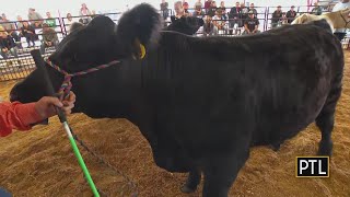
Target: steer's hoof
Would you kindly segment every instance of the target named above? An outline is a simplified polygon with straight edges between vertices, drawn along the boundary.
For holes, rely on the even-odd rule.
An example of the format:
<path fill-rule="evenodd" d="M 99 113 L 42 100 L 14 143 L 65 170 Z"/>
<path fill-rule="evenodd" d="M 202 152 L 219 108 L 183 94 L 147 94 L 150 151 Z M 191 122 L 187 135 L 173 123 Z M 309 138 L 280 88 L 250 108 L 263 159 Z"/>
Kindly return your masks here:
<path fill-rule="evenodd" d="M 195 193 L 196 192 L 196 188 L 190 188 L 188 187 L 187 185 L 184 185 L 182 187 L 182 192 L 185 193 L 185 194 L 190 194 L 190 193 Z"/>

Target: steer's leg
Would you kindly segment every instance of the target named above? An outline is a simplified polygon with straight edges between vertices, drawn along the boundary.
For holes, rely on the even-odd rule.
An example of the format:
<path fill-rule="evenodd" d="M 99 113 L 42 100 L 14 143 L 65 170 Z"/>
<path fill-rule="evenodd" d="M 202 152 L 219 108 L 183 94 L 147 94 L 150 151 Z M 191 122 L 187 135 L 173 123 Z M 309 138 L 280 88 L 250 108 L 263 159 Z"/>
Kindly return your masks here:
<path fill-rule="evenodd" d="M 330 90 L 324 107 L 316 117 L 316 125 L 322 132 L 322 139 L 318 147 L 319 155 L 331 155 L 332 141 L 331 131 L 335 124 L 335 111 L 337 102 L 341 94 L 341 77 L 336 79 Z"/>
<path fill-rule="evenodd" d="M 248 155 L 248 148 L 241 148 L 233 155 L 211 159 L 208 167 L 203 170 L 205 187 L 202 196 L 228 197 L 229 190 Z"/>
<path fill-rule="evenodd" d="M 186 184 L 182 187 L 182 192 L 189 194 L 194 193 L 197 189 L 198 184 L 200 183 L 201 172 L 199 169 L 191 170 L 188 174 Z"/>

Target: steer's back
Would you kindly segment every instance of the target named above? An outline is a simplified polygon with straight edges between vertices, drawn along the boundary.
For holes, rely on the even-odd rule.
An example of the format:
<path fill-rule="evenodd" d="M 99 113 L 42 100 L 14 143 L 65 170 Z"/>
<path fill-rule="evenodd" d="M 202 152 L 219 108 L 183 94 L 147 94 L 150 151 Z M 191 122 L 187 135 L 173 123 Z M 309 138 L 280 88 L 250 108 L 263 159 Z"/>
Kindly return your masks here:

::::::::::

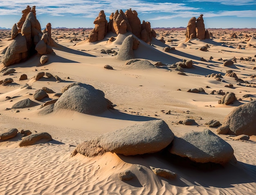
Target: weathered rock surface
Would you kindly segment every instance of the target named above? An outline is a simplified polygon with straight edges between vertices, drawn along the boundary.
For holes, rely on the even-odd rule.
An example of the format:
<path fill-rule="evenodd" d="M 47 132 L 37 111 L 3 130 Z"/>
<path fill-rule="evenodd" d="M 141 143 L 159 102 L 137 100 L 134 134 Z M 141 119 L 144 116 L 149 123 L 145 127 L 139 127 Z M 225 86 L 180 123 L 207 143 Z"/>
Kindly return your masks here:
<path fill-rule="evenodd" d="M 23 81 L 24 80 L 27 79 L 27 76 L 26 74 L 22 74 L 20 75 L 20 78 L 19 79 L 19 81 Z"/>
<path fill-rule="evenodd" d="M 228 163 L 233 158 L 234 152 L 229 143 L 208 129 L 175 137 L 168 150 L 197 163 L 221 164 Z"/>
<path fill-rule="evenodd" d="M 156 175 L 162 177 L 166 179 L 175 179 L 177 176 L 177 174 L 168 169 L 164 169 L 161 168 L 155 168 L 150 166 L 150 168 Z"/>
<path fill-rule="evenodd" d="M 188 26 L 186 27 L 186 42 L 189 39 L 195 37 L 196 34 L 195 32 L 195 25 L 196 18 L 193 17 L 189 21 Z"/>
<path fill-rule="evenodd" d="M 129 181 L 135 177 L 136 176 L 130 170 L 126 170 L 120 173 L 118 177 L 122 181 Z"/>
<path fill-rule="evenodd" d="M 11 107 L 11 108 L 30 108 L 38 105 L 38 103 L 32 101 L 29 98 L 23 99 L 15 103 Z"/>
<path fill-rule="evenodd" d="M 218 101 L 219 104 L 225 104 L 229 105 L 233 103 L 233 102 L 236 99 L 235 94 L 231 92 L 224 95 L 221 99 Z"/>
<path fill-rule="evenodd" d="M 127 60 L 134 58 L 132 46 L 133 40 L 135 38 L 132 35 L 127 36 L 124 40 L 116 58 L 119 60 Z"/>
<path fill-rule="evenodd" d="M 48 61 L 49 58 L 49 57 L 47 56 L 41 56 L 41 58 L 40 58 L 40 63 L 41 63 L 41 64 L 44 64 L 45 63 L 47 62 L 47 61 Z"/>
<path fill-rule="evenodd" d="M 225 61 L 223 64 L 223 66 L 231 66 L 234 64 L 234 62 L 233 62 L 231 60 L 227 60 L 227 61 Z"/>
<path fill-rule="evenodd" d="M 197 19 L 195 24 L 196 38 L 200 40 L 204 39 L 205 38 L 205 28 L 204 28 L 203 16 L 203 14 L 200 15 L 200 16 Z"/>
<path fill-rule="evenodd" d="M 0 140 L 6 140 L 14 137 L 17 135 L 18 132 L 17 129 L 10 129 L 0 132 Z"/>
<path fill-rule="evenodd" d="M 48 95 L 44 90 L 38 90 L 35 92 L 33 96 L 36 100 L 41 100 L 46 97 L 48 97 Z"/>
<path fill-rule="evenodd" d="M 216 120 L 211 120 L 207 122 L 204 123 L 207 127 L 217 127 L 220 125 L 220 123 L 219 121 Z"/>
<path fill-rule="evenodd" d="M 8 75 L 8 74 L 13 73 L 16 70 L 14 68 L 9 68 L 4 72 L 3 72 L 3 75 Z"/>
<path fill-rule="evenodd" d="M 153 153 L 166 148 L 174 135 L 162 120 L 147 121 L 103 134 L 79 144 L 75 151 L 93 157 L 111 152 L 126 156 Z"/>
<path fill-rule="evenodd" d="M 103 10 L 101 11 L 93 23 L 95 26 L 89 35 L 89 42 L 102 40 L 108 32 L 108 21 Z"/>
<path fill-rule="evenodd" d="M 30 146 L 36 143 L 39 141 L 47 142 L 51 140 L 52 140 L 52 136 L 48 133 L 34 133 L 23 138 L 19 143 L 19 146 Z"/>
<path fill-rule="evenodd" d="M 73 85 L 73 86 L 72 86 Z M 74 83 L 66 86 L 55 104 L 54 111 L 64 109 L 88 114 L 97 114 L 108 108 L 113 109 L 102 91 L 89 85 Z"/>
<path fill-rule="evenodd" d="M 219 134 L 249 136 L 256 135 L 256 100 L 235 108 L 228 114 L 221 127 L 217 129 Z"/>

::::::::::

## EXERCISE OBJECTIVE:
Copy verbatim the lines of the material starting at the line that contains "Target: steer's leg" and ending at the line that contains "186 184 L 182", including both of those lines.

## WORKED ANSWER:
Target: steer's leg
Would you kindly segment every instance of the target named above? An outline is a simplified polygon with straight edges between vertices, drawn along the boundary.
For holes, rely on the even-odd rule.
An example of the format:
<path fill-rule="evenodd" d="M 99 113 L 42 100 L 14 143 L 65 170 Z"/>
<path fill-rule="evenodd" d="M 202 152 L 219 108 L 183 94 L 147 94 L 150 151 Z M 191 122 L 187 135 L 173 123 Z M 309 138 L 280 88 L 250 108 L 263 159 Z"/>
Kindly return your masks here:
<path fill-rule="evenodd" d="M 330 90 L 324 107 L 316 117 L 316 125 L 322 132 L 322 139 L 318 147 L 319 155 L 331 155 L 332 141 L 331 131 L 335 124 L 335 111 L 337 102 L 341 94 L 341 77 L 336 79 Z"/>
<path fill-rule="evenodd" d="M 248 155 L 248 148 L 241 148 L 233 155 L 211 159 L 208 167 L 203 170 L 205 187 L 202 196 L 228 197 L 229 190 Z"/>
<path fill-rule="evenodd" d="M 186 184 L 182 187 L 182 192 L 189 194 L 194 193 L 197 189 L 198 184 L 200 183 L 201 172 L 199 169 L 191 170 L 188 174 Z"/>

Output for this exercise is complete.